What you will do:
Tally the lines in the entries below where the string "nose" occurs. Reply with the total alone.
-------- Given records
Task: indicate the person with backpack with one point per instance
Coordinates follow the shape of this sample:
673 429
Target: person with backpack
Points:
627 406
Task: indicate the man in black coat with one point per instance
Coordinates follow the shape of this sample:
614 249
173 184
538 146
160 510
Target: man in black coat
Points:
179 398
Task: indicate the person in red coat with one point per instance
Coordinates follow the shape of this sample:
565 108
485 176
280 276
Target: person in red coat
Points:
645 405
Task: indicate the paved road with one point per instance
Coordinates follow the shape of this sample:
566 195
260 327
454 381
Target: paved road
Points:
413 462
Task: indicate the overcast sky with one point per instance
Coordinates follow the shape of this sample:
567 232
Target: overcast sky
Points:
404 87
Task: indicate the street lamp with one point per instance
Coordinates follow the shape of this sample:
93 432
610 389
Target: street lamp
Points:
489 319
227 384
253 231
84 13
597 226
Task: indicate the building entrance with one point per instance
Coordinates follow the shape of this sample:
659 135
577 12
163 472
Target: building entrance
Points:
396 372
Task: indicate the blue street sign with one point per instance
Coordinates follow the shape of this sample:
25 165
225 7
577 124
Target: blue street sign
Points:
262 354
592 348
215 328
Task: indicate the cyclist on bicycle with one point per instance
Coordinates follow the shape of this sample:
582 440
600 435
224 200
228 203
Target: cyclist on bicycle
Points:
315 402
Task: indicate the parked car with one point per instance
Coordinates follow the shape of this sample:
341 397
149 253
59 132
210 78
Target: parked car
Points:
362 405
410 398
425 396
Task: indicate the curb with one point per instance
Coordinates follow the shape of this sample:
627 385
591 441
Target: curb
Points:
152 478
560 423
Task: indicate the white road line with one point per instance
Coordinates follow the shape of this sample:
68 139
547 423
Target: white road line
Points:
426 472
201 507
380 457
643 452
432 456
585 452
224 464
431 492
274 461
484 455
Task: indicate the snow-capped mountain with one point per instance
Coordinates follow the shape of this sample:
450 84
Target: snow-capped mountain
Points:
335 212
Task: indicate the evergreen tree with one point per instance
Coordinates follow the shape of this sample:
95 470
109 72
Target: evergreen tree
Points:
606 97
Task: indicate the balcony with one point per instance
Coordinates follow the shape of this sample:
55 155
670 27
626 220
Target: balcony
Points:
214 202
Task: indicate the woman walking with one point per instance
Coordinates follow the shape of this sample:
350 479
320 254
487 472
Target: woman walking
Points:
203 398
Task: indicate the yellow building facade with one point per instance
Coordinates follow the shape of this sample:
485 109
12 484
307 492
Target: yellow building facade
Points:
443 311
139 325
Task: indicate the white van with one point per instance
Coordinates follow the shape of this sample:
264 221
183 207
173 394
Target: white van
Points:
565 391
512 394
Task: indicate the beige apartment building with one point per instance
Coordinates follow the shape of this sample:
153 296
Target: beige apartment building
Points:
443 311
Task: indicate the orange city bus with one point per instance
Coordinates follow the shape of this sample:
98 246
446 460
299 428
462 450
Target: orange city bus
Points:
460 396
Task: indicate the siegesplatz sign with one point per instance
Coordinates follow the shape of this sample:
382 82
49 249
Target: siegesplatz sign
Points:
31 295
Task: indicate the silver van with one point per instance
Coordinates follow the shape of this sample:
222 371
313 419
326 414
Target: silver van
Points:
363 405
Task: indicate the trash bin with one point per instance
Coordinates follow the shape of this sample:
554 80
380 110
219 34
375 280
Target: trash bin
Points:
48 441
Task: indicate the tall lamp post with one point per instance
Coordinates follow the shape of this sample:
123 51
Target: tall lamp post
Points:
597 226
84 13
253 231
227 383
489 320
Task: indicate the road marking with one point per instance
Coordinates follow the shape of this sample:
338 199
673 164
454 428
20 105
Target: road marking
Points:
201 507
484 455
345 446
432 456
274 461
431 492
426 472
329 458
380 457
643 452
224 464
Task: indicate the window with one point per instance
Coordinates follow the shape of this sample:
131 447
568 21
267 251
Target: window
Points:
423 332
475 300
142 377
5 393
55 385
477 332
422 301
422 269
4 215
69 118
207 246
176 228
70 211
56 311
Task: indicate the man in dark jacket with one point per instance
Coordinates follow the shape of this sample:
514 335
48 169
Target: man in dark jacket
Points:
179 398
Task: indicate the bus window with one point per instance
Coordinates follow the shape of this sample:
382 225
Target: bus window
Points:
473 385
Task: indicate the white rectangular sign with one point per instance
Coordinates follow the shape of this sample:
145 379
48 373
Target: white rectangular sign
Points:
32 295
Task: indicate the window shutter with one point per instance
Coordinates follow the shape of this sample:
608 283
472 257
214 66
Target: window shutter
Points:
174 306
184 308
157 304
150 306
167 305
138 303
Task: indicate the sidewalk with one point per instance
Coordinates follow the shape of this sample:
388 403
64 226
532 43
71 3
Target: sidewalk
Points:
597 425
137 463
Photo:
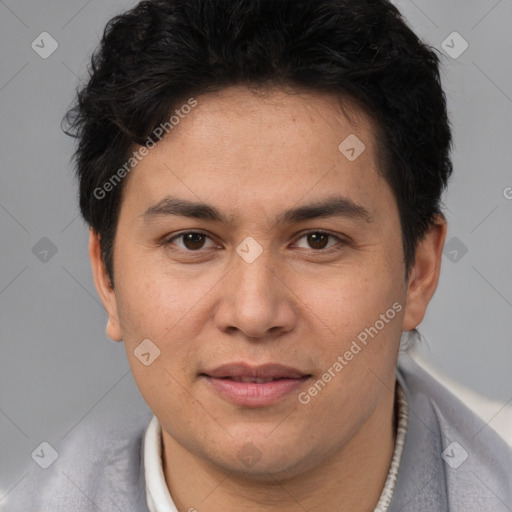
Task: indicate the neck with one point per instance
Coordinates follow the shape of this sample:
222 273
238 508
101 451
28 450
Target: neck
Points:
351 479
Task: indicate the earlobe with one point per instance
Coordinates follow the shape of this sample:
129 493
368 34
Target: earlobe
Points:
104 287
424 274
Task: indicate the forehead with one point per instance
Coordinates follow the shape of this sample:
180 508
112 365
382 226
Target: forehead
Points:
241 147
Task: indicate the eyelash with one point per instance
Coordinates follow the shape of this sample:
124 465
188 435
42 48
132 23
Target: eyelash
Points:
168 242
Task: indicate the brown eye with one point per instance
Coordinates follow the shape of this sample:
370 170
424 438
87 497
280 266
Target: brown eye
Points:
319 240
191 241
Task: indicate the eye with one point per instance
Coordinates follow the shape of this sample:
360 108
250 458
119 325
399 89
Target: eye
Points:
192 240
319 239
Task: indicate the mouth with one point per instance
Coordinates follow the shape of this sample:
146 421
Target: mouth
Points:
254 386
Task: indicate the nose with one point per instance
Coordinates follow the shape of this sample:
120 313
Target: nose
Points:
256 300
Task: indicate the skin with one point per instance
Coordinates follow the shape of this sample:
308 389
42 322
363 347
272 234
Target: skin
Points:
253 156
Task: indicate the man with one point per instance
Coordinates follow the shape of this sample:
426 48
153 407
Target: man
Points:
262 182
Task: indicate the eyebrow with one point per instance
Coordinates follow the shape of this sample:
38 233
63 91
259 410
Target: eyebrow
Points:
337 206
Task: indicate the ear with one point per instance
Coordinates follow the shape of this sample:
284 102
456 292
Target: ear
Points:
104 287
424 274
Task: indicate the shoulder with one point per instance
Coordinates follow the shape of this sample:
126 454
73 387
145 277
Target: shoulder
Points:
451 455
99 467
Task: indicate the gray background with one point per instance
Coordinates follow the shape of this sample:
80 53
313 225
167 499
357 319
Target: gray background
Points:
57 365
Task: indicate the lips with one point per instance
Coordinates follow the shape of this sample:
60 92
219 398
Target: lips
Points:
242 372
254 386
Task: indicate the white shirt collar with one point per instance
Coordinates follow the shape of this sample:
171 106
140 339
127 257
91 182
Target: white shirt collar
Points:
158 496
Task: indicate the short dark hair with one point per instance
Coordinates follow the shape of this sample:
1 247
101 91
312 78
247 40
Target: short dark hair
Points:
162 51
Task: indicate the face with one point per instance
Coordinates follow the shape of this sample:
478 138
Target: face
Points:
298 263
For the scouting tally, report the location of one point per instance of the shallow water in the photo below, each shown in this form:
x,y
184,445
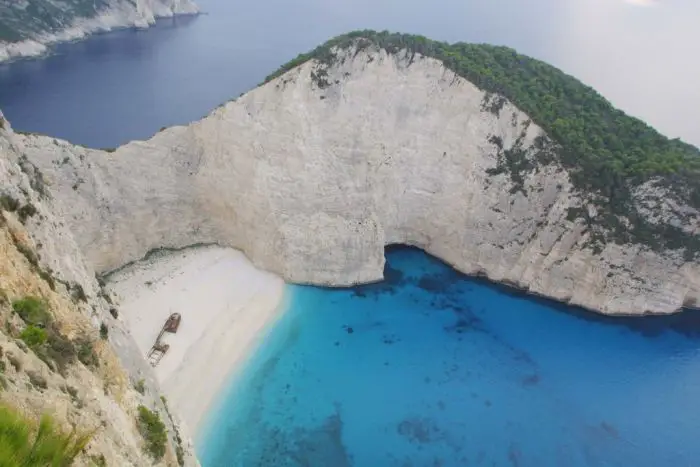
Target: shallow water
x,y
433,368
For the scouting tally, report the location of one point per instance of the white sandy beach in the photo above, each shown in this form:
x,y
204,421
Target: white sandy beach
x,y
225,303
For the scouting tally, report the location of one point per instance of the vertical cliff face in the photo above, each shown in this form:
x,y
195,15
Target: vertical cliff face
x,y
86,373
27,27
313,173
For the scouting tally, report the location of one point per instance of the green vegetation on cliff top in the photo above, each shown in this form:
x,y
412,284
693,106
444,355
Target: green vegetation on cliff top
x,y
607,152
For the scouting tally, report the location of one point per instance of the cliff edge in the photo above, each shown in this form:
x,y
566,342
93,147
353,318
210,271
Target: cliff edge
x,y
27,28
500,165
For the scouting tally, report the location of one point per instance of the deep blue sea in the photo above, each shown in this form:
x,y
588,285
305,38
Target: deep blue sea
x,y
432,368
428,368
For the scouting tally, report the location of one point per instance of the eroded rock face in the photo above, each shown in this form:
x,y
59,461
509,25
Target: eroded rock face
x,y
26,32
312,177
40,258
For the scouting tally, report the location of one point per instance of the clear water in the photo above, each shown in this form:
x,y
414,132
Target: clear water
x,y
431,368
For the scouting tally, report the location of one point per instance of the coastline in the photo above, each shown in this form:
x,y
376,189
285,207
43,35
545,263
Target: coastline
x,y
108,20
225,304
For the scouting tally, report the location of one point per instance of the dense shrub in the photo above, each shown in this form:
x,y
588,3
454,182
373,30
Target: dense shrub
x,y
26,443
104,331
33,311
8,203
140,386
153,431
33,336
607,152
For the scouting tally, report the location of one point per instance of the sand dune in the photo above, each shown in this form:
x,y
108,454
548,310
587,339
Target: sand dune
x,y
225,304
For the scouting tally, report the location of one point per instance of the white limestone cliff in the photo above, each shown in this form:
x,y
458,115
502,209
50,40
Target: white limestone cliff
x,y
312,183
39,257
78,20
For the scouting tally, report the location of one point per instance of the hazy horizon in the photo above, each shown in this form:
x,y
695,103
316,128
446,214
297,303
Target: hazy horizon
x,y
636,53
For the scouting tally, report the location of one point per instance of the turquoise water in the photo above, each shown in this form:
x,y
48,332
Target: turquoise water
x,y
431,368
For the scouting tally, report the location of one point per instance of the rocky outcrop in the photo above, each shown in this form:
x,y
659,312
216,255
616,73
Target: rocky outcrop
x,y
313,173
92,377
27,28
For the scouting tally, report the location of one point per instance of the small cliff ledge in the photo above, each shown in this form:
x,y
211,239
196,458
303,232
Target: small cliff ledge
x,y
375,139
27,27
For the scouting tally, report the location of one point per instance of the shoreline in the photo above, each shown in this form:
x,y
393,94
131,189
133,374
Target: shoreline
x,y
226,304
107,21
----------------
Result of the task:
2